WORK TO DO
Retype exactly the lines from the line with "locate cab window -- one point per instance" to the end of the data, keeping both boundary lines.

SUPPLIED MATERIAL
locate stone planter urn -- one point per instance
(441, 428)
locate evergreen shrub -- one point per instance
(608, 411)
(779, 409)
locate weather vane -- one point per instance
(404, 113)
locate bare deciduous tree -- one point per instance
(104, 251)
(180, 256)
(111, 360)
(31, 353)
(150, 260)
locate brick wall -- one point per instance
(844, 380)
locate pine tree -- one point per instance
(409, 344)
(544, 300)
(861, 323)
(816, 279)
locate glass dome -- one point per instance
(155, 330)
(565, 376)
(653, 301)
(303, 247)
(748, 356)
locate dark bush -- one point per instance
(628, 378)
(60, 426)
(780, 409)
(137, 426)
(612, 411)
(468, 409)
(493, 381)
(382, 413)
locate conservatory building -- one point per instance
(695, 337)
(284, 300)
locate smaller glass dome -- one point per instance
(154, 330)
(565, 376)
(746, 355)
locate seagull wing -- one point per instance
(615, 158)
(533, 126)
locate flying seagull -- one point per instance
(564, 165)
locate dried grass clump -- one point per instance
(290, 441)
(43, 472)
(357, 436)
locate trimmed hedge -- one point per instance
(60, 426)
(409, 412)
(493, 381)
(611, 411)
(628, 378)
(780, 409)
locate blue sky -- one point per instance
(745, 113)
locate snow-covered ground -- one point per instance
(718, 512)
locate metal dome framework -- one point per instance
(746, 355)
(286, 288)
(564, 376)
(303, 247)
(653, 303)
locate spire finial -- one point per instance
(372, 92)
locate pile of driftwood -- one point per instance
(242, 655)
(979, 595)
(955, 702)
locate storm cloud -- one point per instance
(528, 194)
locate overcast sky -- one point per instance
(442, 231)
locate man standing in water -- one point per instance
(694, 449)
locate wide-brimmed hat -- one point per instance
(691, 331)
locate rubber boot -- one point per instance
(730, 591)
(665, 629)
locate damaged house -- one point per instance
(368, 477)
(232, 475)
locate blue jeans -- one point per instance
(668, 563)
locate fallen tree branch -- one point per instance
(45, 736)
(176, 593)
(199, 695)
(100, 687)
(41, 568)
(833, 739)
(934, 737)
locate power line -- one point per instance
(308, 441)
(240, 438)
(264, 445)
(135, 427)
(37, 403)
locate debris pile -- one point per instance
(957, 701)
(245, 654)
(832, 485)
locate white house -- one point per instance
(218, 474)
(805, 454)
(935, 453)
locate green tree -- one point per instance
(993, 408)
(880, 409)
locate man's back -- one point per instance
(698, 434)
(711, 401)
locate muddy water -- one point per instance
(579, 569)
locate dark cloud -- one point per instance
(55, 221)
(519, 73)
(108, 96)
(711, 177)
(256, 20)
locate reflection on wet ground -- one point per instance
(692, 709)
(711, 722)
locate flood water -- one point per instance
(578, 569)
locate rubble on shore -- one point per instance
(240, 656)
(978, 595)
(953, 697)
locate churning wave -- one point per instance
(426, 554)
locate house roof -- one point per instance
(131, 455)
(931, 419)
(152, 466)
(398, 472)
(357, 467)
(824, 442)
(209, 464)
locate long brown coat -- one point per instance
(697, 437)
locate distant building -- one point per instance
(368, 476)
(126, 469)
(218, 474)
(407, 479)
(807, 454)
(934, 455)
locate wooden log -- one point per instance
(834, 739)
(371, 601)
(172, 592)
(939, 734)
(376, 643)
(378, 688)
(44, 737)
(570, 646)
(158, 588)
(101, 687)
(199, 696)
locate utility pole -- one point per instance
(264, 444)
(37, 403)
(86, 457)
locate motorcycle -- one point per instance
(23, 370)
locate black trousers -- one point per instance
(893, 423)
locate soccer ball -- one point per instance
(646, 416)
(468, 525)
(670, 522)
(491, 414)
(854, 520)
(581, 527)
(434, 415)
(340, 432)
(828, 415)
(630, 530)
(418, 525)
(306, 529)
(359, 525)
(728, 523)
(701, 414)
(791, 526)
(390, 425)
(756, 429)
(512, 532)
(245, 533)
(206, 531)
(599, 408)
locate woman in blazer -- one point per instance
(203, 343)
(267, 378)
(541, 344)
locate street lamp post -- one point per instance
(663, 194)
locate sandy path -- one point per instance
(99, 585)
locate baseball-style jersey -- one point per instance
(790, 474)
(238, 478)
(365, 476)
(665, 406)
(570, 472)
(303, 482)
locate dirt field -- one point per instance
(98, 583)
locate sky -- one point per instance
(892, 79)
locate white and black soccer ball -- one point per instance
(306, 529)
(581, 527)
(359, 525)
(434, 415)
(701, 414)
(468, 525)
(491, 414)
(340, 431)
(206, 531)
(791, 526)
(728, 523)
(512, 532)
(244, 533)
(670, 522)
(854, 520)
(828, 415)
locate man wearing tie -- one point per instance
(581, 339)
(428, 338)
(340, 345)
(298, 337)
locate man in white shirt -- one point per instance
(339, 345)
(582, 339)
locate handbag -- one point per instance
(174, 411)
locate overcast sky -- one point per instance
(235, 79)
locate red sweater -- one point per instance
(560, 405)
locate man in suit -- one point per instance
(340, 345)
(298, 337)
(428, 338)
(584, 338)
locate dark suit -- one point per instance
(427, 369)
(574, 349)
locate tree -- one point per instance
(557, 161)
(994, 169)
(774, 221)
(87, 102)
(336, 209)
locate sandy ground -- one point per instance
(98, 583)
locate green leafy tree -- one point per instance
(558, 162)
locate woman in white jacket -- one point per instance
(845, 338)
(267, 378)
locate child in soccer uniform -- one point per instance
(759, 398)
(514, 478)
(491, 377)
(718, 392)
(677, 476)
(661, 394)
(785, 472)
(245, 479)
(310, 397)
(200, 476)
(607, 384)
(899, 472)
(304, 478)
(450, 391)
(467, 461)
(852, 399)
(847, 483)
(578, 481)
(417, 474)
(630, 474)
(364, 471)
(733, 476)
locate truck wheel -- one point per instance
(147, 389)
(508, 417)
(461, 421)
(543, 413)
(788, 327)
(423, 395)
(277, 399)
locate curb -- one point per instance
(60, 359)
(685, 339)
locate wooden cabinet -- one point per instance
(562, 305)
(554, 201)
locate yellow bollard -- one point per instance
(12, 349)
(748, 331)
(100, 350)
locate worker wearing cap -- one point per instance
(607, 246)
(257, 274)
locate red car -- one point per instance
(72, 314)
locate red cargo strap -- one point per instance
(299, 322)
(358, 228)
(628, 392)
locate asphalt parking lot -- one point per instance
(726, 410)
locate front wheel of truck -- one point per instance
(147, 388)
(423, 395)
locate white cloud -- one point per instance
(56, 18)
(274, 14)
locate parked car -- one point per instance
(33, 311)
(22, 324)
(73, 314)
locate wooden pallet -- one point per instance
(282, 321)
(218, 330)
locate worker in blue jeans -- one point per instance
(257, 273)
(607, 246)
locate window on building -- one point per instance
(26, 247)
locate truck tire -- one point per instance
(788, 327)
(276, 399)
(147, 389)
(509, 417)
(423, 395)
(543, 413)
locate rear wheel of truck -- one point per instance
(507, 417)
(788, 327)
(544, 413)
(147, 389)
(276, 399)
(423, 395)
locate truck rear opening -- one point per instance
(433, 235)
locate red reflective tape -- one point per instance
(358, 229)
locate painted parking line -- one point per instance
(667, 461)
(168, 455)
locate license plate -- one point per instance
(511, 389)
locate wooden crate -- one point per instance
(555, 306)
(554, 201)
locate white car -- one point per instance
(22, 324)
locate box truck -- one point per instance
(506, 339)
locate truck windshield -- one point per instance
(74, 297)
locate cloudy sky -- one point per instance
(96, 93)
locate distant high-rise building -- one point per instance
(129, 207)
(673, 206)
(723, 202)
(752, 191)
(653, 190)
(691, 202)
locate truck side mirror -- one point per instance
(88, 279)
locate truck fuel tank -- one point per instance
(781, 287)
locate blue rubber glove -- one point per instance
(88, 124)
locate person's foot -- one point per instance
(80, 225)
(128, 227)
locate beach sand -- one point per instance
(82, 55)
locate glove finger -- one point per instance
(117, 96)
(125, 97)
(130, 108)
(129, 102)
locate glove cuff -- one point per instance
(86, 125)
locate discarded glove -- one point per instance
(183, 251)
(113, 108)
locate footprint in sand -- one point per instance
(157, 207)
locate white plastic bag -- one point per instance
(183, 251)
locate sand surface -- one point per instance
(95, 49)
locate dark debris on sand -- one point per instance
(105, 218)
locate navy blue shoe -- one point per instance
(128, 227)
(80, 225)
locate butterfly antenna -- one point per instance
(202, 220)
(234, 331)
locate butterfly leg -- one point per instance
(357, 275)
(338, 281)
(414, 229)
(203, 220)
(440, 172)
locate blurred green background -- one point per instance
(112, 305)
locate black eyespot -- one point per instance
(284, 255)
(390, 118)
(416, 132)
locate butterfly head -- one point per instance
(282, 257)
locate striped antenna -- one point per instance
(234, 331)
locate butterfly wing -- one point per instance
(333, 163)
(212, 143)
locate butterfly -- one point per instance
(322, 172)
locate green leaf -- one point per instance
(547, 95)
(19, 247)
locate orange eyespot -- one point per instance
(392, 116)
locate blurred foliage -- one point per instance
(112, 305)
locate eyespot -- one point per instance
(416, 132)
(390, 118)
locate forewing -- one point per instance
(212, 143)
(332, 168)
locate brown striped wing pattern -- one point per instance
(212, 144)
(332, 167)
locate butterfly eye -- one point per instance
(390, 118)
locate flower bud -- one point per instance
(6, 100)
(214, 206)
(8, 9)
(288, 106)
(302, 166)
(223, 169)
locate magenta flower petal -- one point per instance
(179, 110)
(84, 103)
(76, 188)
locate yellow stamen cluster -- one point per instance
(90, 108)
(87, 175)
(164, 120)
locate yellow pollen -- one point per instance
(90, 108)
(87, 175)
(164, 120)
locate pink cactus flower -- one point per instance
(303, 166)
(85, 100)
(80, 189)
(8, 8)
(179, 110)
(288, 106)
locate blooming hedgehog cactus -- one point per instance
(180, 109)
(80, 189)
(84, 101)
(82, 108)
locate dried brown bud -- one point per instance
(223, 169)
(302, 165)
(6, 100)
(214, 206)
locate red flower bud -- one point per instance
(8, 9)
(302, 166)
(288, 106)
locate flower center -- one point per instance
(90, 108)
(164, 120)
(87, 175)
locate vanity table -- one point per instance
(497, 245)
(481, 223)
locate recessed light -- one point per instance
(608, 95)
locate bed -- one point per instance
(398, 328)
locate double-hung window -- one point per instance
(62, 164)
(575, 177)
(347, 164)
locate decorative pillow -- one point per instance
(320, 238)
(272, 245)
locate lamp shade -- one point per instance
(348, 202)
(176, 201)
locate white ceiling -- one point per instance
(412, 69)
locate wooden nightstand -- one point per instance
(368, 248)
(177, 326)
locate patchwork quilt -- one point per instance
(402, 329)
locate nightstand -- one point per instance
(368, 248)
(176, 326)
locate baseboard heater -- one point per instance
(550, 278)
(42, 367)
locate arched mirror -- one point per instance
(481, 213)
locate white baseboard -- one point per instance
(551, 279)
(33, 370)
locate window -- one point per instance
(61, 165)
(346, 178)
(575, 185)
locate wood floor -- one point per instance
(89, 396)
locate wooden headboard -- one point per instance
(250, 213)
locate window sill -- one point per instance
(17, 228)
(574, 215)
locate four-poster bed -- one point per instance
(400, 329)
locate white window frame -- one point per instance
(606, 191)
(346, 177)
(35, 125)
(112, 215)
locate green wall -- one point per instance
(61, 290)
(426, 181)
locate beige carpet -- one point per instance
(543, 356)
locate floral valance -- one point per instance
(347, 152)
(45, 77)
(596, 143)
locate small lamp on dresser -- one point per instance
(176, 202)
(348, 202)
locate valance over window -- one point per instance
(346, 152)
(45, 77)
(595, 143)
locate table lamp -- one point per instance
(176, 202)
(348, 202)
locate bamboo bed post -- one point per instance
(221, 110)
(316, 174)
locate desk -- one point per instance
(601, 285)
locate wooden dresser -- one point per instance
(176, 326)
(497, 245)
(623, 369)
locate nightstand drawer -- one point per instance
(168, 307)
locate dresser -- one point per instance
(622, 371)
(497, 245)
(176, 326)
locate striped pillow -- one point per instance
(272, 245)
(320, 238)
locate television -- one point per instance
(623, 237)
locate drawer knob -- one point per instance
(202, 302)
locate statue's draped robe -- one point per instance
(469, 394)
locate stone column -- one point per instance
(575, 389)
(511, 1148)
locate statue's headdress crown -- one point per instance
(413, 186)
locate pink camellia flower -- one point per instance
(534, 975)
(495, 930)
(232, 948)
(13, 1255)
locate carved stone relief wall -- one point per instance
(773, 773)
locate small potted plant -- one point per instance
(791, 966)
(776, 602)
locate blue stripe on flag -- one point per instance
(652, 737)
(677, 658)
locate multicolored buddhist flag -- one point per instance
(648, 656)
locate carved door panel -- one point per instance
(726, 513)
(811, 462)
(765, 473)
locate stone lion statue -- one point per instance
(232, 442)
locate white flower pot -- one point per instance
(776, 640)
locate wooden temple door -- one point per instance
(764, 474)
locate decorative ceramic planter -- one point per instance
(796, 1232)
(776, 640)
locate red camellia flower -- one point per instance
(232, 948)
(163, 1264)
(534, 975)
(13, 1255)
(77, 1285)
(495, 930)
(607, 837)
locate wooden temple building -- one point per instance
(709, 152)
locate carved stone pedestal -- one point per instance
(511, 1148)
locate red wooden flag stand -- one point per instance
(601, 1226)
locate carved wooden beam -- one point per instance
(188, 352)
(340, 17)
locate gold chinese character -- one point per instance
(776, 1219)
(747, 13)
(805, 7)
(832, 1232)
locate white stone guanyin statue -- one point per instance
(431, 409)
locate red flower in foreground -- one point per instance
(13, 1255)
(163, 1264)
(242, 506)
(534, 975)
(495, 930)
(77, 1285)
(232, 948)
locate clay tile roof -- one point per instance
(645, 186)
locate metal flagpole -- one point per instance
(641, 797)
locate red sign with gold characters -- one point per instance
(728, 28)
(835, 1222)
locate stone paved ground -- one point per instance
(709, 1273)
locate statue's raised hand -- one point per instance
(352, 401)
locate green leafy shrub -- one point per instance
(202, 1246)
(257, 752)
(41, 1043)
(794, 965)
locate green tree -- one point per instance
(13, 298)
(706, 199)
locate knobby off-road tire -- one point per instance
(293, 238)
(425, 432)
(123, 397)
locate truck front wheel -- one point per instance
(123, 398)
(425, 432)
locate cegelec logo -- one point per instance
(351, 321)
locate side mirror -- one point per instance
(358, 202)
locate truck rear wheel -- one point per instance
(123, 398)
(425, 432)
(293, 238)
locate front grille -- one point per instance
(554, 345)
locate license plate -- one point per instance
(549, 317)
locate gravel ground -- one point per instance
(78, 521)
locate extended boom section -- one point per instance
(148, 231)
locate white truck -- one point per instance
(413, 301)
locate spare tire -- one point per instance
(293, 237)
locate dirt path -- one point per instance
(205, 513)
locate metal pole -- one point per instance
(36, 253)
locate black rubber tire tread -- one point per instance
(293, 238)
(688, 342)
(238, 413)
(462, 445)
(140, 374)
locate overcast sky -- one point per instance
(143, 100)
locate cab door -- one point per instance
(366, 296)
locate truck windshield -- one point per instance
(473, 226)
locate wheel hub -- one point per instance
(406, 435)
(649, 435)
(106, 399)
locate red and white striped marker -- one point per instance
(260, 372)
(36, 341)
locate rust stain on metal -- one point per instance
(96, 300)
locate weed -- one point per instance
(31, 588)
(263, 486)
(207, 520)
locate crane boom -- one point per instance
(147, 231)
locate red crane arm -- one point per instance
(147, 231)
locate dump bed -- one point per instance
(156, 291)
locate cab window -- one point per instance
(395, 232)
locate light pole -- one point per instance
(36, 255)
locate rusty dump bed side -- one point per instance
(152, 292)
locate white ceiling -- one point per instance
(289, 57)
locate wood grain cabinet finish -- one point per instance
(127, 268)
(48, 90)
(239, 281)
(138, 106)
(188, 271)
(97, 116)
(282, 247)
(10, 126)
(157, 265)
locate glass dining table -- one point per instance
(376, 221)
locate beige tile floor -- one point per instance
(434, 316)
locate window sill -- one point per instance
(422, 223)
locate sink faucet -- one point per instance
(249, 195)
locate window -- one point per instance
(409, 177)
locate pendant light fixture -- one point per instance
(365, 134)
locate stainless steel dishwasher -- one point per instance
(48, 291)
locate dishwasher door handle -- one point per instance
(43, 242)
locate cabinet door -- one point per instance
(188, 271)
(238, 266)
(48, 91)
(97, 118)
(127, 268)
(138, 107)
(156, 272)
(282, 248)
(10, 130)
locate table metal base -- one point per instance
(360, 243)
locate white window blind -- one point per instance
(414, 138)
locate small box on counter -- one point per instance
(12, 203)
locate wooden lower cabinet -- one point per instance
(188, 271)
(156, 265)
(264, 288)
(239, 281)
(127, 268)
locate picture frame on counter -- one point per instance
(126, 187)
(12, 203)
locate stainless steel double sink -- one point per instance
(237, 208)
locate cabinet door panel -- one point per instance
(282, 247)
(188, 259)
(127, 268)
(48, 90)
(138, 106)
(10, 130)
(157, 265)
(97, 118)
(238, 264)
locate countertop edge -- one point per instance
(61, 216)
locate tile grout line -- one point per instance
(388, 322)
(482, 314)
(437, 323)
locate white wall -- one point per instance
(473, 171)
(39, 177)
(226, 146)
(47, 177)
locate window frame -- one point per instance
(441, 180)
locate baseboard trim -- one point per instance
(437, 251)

RESPONSE TO THIS TASK
locate cab window -- one point per instance
(395, 232)
locate light pole -- one point per instance
(36, 255)
locate rusty dump bed side -- one point per instance
(152, 292)
locate white ceiling -- one point per instance
(289, 57)
locate wood grain cabinet finish -- one point per instance
(127, 268)
(48, 90)
(239, 281)
(138, 106)
(188, 271)
(97, 116)
(282, 247)
(10, 126)
(157, 265)
locate glass dining table -- one point per instance
(376, 221)
locate beige tile floor -- one point per instance
(434, 316)
locate window sill -- one point per instance
(422, 223)
locate sink faucet -- one point per instance
(249, 195)
locate window -- one point per instance
(409, 177)
locate pendant light fixture -- one point per instance
(365, 134)
locate stainless steel dishwasher -- one point per instance
(48, 291)
locate dishwasher door handle -- one point per instance
(43, 242)
locate cabinet door -- one point per instance
(188, 271)
(238, 266)
(48, 91)
(97, 118)
(127, 268)
(138, 107)
(156, 272)
(282, 248)
(10, 130)
locate table metal base -- one point per instance
(360, 243)
locate white window blind -- one point per instance
(414, 138)
locate small box on counter -- one point per instance
(12, 203)
locate wooden lower cabinet -- one point per instance
(188, 271)
(156, 265)
(264, 288)
(239, 281)
(127, 268)
locate picture frame on counter -- one point per instance
(126, 187)
(12, 203)
locate stainless steel double sink -- one point per instance
(237, 208)
locate cabinet door panel -- one point per instance
(282, 247)
(188, 259)
(127, 268)
(48, 90)
(138, 106)
(10, 130)
(157, 265)
(97, 118)
(238, 264)
locate countertop edge -- one point per instance
(61, 216)
locate tile grout line -- one point per instance
(388, 322)
(482, 314)
(437, 323)
locate white wall -- one point per instance
(473, 171)
(39, 177)
(226, 146)
(47, 177)
locate window frame -- one point per instance
(441, 180)
locate baseboard trim -- one point per instance
(437, 251)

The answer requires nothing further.